→ **DOCUMENT TEXT**
Some of the gases which are analysed by Gasometry are CO2 , N2O,cyclopropane, amyl nitrate, ethylene, N2, helium etc.

2.Electrical methods
Electrical methods of analysis involve the measurement of electric current, voltage or resistance in relation to the concentration of some species in the solution.
Electrical methods of analysis include:
(a)Potentiometry
(b)Conductometry
(c)Polarography
(d)Voltametry
(e)Amperometry

Potentiometry measures electrical potential of an electrode in equilibrium with an ion to be determined. Conductometry measures electrical conductivity of an electrode with a reference electrode while Polarography, Voltametry and Amperometry measures electrical current at a micro-electrode.

3.Instrumental methods of analysis
Instrumental method involves measurement of some physical properties of the compound or a substance. These methods are employed for determination of minor or trace concentration of element in the sample.
Instrumental methods are preferred due to their selectivity, high speed, accuracy and simplicity of analysis. Any change in the properties of the system are detected by measurement of absorbance, specific rotation, refractive index, migration difference, charge to mass ratio etc.
Spectroscopic methods of analysis depend upon measurement of the amount of radiant energy of a particular wavelength emitted by the sample.
Methods which include absorption of radiation are ultra violet, visible, infra red, atomic absorption, nuclear magnetic resonance spectroscopy etc.
Emission methods involve heating or electrical treatment of the sample so that the atoms are raised to the excited state to emit the energy and the intensity of this energy is measured. Emission methods include emission spectroscopy, flame photometry, flourimetry etc.
Chromatographic techniques and electrophoretic methods are separation methods for the mixure of compounds, but also applied for identification of compounds of mixures. Various chromatographic techniques are GC, HPLC, TLC, HPTLC, PC etc.
Mass spectrometry involves vaporization of material using a high vaccum and the vapour is bombarded by a high energy electron beam. Vapour molecules undergo fragmentation to produce ions of varying size. These ions are differentiated by accelerating them in electrical field and then deflecting them in a magnetic field. Each kind of ion gives a peak in the mass spectrum.

Referring expression data
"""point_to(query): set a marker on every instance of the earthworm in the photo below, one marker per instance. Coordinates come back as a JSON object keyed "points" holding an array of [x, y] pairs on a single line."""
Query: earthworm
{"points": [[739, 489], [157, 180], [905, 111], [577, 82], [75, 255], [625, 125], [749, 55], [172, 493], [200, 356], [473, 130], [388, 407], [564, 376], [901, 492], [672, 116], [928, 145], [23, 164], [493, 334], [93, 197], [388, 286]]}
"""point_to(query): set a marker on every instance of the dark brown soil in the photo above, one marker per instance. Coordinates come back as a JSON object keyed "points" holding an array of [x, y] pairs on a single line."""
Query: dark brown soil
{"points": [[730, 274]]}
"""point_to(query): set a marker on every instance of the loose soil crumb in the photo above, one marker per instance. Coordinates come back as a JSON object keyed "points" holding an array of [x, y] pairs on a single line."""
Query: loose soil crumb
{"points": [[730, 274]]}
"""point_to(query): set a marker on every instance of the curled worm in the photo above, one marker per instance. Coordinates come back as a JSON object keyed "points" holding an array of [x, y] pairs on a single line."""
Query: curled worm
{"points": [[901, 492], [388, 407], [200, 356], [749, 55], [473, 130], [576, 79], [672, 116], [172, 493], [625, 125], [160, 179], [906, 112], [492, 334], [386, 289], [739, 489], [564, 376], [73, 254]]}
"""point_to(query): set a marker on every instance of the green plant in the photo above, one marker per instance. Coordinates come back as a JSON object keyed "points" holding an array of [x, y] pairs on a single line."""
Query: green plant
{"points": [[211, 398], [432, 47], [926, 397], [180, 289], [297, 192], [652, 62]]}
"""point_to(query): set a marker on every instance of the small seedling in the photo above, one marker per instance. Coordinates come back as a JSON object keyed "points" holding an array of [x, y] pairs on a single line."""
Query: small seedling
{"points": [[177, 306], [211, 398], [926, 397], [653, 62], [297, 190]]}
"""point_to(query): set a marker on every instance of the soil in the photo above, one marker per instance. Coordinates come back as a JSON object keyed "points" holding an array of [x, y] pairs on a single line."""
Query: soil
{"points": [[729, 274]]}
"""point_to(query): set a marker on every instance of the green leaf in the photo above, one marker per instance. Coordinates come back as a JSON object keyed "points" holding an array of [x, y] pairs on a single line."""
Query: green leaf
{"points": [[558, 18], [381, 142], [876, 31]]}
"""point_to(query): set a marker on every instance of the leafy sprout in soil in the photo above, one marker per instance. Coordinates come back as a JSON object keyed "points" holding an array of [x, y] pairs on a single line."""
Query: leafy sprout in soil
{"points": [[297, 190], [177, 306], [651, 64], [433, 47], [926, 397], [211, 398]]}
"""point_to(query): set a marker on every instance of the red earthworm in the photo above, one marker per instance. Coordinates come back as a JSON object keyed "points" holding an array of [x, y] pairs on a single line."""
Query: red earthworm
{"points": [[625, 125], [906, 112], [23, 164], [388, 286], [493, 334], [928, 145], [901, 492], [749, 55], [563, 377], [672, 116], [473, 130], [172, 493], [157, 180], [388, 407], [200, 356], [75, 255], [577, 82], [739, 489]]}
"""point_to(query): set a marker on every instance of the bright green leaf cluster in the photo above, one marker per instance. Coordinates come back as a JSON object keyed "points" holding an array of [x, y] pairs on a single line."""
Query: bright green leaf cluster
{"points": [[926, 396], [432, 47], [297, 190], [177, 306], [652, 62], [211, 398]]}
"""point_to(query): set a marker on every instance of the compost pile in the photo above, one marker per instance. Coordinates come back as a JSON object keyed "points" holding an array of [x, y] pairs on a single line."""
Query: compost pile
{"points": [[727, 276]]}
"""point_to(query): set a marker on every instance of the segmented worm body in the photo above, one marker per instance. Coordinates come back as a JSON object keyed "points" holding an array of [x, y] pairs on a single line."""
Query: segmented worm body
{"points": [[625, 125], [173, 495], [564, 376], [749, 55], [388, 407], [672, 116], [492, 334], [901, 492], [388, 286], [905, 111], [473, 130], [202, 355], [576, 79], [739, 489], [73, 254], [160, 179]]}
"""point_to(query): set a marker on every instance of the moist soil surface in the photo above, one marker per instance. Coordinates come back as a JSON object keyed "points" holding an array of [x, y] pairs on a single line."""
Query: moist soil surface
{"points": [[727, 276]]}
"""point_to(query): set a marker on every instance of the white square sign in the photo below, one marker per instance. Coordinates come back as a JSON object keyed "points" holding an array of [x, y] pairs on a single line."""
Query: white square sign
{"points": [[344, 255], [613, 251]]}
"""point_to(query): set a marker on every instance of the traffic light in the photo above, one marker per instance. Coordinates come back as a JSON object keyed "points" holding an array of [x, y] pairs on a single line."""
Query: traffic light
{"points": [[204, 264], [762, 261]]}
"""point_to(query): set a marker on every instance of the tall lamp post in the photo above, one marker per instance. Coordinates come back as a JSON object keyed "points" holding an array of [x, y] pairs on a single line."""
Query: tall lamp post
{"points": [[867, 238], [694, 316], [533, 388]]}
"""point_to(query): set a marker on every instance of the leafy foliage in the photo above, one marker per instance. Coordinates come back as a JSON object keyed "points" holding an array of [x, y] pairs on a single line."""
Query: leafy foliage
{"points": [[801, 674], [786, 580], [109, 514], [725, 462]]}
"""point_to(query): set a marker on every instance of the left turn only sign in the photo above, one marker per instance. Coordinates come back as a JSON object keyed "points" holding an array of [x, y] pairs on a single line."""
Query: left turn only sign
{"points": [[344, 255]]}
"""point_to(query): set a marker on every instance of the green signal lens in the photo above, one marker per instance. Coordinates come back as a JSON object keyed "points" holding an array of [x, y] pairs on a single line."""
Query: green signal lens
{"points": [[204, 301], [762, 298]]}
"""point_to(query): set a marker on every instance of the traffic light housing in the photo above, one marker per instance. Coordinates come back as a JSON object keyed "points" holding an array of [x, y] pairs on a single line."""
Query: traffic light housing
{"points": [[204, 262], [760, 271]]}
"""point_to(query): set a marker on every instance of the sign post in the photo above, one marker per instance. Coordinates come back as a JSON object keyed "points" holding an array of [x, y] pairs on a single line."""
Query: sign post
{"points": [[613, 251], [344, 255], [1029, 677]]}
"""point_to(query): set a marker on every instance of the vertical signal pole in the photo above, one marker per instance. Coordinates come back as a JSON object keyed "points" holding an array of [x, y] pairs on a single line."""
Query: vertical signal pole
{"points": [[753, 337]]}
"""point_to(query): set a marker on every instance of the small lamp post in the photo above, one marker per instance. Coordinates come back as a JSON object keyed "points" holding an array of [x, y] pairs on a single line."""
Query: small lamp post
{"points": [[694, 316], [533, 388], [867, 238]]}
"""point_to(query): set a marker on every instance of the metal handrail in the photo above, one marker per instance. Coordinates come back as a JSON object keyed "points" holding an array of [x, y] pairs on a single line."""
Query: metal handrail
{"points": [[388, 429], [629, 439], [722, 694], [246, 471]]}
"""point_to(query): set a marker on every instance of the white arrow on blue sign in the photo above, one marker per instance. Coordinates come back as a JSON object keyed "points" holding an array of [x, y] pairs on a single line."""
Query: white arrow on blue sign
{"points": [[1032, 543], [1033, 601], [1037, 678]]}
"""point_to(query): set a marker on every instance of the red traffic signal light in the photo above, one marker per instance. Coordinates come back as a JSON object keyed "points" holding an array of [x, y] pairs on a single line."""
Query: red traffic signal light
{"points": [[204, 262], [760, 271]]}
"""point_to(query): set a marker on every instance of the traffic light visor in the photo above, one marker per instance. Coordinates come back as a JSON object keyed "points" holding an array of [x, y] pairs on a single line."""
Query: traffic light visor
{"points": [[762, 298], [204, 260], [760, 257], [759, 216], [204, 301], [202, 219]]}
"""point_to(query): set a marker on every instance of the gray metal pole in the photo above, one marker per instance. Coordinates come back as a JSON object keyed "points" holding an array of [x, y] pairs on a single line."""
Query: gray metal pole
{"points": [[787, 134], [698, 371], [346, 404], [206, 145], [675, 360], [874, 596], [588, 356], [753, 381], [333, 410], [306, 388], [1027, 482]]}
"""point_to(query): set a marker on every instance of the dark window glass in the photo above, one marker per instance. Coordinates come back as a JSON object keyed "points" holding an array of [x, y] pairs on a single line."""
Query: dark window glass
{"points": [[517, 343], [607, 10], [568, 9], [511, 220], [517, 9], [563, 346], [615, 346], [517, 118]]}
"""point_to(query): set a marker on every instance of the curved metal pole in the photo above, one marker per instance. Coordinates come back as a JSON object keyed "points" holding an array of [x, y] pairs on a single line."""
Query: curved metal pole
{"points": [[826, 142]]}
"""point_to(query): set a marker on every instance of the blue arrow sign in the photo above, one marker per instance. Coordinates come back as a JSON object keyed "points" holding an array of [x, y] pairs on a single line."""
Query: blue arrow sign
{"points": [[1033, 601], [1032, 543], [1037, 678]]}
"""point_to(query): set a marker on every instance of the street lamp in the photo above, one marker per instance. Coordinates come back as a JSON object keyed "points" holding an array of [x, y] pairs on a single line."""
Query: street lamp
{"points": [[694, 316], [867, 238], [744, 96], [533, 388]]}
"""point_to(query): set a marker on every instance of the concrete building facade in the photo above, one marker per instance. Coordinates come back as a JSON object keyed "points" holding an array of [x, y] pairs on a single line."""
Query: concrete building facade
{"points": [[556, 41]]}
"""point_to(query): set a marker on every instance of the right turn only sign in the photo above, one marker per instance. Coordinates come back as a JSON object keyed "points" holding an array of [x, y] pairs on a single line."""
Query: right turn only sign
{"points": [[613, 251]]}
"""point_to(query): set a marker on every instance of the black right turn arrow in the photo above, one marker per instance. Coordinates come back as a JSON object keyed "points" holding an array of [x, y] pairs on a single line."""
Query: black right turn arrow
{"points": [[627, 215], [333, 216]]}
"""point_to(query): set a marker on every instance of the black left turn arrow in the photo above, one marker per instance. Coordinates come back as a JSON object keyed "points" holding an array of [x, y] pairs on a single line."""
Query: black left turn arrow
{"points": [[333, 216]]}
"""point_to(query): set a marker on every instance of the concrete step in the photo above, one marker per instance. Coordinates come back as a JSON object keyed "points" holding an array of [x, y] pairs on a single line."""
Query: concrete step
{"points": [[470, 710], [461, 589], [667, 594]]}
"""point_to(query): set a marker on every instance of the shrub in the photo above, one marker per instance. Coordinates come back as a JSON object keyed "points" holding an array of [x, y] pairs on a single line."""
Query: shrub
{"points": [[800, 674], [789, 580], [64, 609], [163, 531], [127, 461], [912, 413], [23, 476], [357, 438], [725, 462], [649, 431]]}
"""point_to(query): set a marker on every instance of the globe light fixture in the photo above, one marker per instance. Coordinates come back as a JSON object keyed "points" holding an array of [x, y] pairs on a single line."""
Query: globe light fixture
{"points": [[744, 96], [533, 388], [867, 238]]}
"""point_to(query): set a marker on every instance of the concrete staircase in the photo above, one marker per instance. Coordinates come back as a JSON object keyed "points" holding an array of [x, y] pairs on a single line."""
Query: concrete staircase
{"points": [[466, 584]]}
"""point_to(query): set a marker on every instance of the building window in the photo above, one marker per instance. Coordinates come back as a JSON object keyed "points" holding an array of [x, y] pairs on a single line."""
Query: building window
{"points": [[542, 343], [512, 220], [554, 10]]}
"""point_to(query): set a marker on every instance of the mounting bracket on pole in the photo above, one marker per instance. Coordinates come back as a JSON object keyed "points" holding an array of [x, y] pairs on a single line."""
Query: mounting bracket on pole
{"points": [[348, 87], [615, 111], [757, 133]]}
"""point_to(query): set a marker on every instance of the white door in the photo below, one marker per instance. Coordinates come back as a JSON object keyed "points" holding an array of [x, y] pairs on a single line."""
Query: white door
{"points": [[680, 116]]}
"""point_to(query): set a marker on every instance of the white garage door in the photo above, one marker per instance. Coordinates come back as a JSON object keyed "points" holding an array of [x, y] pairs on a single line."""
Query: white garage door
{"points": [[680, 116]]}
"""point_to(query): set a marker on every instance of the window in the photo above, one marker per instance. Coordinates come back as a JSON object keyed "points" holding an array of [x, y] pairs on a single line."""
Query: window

→ **TASK ITEM**
Please transcribe the text on analytical methods, beginning at the words "Methods which include" and stopping after "HPTLC, PC etc.".

→ **WRITTEN RESPONSE**
Methods which include absorption of radiation are ultra violet, visible, infra red, atomic absorption, nuclear magnetic resonance spectroscopy etc.
Emission methods involve heating or electrical treatment of the sample so that the atoms are raised to the excited state to emit the energy and the intensity of this energy is measured. Emission methods include emission spectroscopy, flame photometry, flourimetry etc.
Chromatographic techniques and electrophoretic methods are separation methods for the mixure of compounds, but also applied for identification of compounds of mixures. Various chromatographic techniques are GC, HPLC, TLC, HPTLC, PC etc.